Instructions to follow
Render the following material again verbatim, leaving nothing out.

**** Raw records ****

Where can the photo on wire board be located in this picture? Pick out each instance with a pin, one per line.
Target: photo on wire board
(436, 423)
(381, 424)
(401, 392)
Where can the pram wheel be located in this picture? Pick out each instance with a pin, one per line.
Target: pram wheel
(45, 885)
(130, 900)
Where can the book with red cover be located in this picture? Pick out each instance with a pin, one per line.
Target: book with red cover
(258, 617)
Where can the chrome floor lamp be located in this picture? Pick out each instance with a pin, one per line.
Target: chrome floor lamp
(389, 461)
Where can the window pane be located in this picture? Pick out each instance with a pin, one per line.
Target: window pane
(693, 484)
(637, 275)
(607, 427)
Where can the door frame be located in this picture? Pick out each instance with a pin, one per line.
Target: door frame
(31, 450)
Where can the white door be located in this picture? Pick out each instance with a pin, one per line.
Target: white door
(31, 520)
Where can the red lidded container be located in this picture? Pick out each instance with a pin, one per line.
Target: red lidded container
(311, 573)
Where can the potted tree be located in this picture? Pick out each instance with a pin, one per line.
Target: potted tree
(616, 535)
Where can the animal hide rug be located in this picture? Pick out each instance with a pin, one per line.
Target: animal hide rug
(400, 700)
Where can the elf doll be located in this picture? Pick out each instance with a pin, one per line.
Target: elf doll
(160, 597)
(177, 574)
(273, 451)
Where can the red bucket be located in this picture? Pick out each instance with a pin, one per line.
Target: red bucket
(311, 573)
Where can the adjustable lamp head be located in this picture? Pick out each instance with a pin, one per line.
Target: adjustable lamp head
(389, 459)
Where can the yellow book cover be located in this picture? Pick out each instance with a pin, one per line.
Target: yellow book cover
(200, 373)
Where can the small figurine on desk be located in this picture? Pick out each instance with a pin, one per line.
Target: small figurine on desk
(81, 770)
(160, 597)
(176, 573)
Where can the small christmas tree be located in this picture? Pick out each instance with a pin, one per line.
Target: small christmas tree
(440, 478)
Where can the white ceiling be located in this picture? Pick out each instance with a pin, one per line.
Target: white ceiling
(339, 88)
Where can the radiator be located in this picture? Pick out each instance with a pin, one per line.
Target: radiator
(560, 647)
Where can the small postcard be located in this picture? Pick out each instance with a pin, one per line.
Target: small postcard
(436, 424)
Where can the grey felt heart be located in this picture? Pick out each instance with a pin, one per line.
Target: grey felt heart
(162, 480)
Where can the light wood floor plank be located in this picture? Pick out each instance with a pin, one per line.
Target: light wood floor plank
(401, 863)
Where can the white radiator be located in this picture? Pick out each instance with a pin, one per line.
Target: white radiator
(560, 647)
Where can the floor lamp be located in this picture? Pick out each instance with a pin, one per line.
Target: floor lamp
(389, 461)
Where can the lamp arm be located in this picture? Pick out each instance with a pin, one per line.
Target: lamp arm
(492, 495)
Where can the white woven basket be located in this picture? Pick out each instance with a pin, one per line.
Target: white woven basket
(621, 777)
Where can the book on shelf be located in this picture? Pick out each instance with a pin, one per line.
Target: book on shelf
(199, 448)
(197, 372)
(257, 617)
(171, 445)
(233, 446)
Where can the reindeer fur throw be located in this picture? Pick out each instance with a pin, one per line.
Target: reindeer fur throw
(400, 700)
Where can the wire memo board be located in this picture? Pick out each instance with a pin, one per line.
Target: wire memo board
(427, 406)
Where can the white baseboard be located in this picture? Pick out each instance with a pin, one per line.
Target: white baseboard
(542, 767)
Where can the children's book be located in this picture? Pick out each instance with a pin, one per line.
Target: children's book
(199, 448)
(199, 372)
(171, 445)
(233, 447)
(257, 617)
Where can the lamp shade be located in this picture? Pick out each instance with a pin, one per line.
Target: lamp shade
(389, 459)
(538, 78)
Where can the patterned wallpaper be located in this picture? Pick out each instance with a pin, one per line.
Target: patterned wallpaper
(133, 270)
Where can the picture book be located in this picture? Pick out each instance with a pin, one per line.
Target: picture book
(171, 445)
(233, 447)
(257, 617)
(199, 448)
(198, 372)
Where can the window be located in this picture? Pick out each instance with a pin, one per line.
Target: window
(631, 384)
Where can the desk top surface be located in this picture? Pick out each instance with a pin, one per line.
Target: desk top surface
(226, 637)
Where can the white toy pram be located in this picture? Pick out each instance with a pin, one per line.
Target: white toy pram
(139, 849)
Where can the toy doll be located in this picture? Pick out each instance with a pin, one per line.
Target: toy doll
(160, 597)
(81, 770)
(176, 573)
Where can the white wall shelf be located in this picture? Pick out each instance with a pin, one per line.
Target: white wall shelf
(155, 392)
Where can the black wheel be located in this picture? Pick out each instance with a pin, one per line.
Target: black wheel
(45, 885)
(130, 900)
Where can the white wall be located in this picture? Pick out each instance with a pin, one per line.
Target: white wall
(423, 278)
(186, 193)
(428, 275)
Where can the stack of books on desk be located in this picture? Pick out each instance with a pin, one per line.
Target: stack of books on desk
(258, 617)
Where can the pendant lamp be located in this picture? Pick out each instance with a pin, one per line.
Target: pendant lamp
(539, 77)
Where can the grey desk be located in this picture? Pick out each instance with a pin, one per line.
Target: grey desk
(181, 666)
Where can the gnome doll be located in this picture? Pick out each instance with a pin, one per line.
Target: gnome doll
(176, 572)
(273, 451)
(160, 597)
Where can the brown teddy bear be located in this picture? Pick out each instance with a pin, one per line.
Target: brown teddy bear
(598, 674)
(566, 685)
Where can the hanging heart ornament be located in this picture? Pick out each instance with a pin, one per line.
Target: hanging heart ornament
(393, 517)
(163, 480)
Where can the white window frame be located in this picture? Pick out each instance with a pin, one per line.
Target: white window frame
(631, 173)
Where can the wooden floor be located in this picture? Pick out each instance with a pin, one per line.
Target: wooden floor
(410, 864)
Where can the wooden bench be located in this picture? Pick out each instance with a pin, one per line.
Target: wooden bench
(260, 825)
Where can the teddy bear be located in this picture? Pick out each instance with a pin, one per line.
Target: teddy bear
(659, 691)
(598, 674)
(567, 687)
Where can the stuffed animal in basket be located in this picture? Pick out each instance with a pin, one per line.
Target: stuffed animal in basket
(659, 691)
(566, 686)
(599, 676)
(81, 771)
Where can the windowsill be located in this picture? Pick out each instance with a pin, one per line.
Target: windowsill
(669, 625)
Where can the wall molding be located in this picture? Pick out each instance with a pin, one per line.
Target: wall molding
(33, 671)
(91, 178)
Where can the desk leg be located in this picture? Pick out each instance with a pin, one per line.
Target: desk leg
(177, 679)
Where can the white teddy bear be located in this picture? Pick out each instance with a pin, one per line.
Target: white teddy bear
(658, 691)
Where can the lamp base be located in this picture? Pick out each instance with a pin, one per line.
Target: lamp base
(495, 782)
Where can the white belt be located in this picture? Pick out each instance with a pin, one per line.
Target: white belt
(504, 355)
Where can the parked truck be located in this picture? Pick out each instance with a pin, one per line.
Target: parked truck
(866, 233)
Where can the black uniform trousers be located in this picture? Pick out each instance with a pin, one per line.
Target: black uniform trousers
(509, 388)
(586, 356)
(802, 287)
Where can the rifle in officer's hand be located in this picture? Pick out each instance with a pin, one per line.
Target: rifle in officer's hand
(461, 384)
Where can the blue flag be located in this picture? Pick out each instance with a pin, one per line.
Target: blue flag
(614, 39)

****

Exercise output
Where can the photo on wire board be located in this picture? Pick out each instance with a pin, one per line.
Target: photo on wire board
(436, 423)
(381, 424)
(401, 392)
Where can the pram wheel be located in this picture? Pick out each instance with a pin, one per line.
Target: pram wheel
(45, 885)
(130, 900)
Where can the book with red cover be located in this picture? Pick out each instance with a pin, one per line.
Target: book with red cover
(258, 617)
Where can the chrome floor lamp be located in this picture? Pick out each instance with a pin, one per line.
Target: chrome floor lamp
(389, 461)
Where can the window pane be located in this picture? Pick out each instance with a pin, one per line.
Target: window pane
(693, 484)
(637, 275)
(607, 427)
Where can the door frame be located in this picture? Pick out each instance with a pin, one per line.
Target: door frame
(31, 450)
Where can the white door be located in this picture? Pick out each instance with a pin, one per line.
Target: white door
(31, 520)
Where can the red lidded container be located in this picture? Pick out each instance with a pin, one per line.
Target: red lidded container
(311, 573)
Where can the potted tree be located in this picture? Pick out each instance with a pin, one per line.
Target: potted tree
(616, 535)
Where can the animal hide rug be located in this picture? Pick out each instance with a pin, one per line.
Target: animal hide rug
(400, 700)
Where can the elf doll be located in this picture? Pick out each instance with a pin, one per line.
Target: elf doll
(160, 597)
(177, 574)
(273, 451)
Where can the red bucket be located in this picture? Pick out each instance with a pin, one per line.
Target: red bucket
(311, 573)
Where can the adjustable lamp head be located in this picture? Pick out each instance with a pin, one per line.
Target: adjustable lamp head
(389, 459)
Where can the yellow book cover be located in this picture? Pick out each instance with a pin, one per line.
Target: yellow book cover
(200, 373)
Where can the small figurine on desk be located in this picture? Pick out each instance with a pin, one per line.
Target: small figurine on desk
(81, 770)
(160, 597)
(176, 573)
Where can the small christmas tree be located in this picture? Pick out each instance with a pin, one per line.
Target: small christmas tree
(440, 478)
Where can the white ceiling be located in this picture? Pick out each instance with a pin, one per line.
Target: white ceiling
(339, 88)
Where can the radiator be located in this picture? Pick out each instance with a pin, one per line.
Target: radiator
(560, 647)
Where can the small postcard be located in this picture? Pick out each instance with a pin, one per line.
Target: small postcard
(436, 424)
Where can the grey felt heart be located in this picture? Pick out each instance with a pin, one per line.
Target: grey felt heart
(162, 480)
Where can the light wood floor plank be located in this picture? Pick out each instance with a pin, one per line.
Target: light wood floor plank
(401, 863)
Where can the white radiator be located in this picture? Pick out each instance with a pin, one per line.
Target: white radiator
(560, 647)
Where can the floor lamp be located in this picture? Pick out each instance with a pin, one per line.
Target: floor lamp
(389, 461)
Where can the lamp arm be located in this picture? Pick out each instance with a pin, one per line.
Target: lamp arm
(492, 495)
Where can the white woven basket be located in this picture? Pick out each instance with a pin, one per line.
Target: white woven basket
(621, 777)
Where can the book on shelf be located in this picture? Pick out each instance with a pin, one per line.
Target: book on shelf
(199, 448)
(197, 372)
(257, 617)
(171, 445)
(233, 446)
Where can the reindeer fur throw be located in this picture? Pick out each instance with a pin, one per line.
Target: reindeer fur throw
(400, 700)
Where can the wire memo board be located in this picture? Pick out each instance with a pin, one per line.
Target: wire memo board
(427, 406)
Where can the white baseboard be located in this picture? Pick out each instance with a pin, one per line.
Target: white baseboard
(542, 767)
Where can the children's book be located in this picture? Pick out each instance with a pin, one per line.
Target: children's book
(199, 448)
(199, 372)
(171, 445)
(233, 447)
(257, 617)
Where can the lamp shade be located in this picture? Pick out each instance with a pin, one per line.
Target: lamp shade
(389, 459)
(538, 78)
Where can the patterned wallpaper be located in this picture? Pick out each instance with a pin, one per line.
Target: patterned wallpaper
(133, 270)
Where can the picture book be located in this picture? Pick out each instance with a pin, one per line.
Target: picture book
(171, 445)
(233, 447)
(257, 617)
(199, 448)
(198, 372)
Where can the window be located in this picture? Pick out each instance with a pin, one per line.
Target: window
(631, 384)
Where can the desk top surface be located in this picture? Pick out each instance with a pin, one per line.
Target: desk top surface
(226, 637)
Where can the white toy pram be located in this picture? Pick out each instance with a pin, one per line.
Target: white toy pram
(139, 849)
Where can the toy doll be located in this picture? Pick out each instance with a pin, one per line.
Target: toy doll
(160, 597)
(81, 770)
(176, 573)
Where can the white wall shelf be located in this picture? Pick out each instance with a pin, one per line.
Target: white wall shelf
(155, 392)
Where can the black wheel be located in this picture? Pick out each instance with a pin, one per line.
Target: black wheel
(45, 885)
(130, 900)
Where can the white wall be located in this picture? Pick out each instance with a pin, one per line.
Target: white wall
(423, 278)
(186, 193)
(428, 275)
Where can the stack of books on desk be located in this picture? Pick out each instance with a pin, one per line.
Target: stack of books on desk
(258, 617)
Where can the pendant lamp be located in this picture? Pick out each instance with a pin, one per line.
Target: pendant lamp
(539, 77)
Where can the grey desk be located in this picture? Pick out each instance with a pin, one per line.
Target: grey desk
(181, 666)
Where can the gnome doll be located in this picture? Pick out each instance with a pin, one per line.
Target: gnome doll
(176, 572)
(273, 451)
(160, 597)
Where can the brown teddy bear be located in this picture? Pick out each instance with a pin, one per line.
Target: brown teddy bear
(598, 674)
(566, 685)
Where can the hanging heart ornament be located in this picture? Pick out each instance with a pin, one per line.
Target: hanging heart ornament
(393, 517)
(163, 480)
Where can the white window frame be located in this picture? Pick out each instance with a pin, one per line.
Target: white window frame
(631, 173)
Where can the wooden floor be located in this picture? Pick out each instance with a pin, one per line.
Target: wooden floor
(410, 864)
Where can the wooden bench be located in this picture? Pick out each instance with a pin, one per line.
Target: wooden bench
(260, 825)
Where can the teddy bear be located in this picture? Pick out each instance with a pin, one per line.
Target: teddy bear
(659, 691)
(598, 674)
(567, 687)
Where can the stuffed animal in basket be located in this picture? Pick out each instance with a pin, one per line.
Target: stuffed animal in basket
(659, 691)
(566, 686)
(599, 676)
(81, 771)
Where can the windowsill be located in this picture? Pick out each instance with a pin, one per line.
Target: windowsill
(669, 625)
Where can the wall molding be located in this picture? Pick out each instance with a pin, one per line.
Target: wall molding
(33, 671)
(91, 178)
Where can the desk leg be located in this picture? Pick out each instance with a pin, one per line.
Target: desk leg
(177, 679)
Where can the white teddy bear be located in this picture? Pick out each instance with a pin, one per line.
Target: white teddy bear
(658, 691)
Where can the lamp base be located in this picture? Pick out each instance with a pin, one per line.
Target: lamp base
(495, 782)
Where can the white belt be located in this picture? Pick out each instance with a pin, one per line.
Target: white belt
(504, 355)
Where can the parked truck be located in this picture? Pick out each instance with a pin, one per line.
Target: parked truck
(866, 233)
Where can the black uniform trousers be located in this picture? Pick out each instance with a pin, one per line.
Target: black uniform trousers
(509, 388)
(586, 356)
(802, 287)
Where can the rifle in officer's hand be located in this picture? Pick out each instance with a pin, one per line.
Target: rifle in officer's hand
(461, 384)
Where can the blue flag be located in this picture? Pick out each instance with a pin, one per line.
Target: blue flag
(614, 39)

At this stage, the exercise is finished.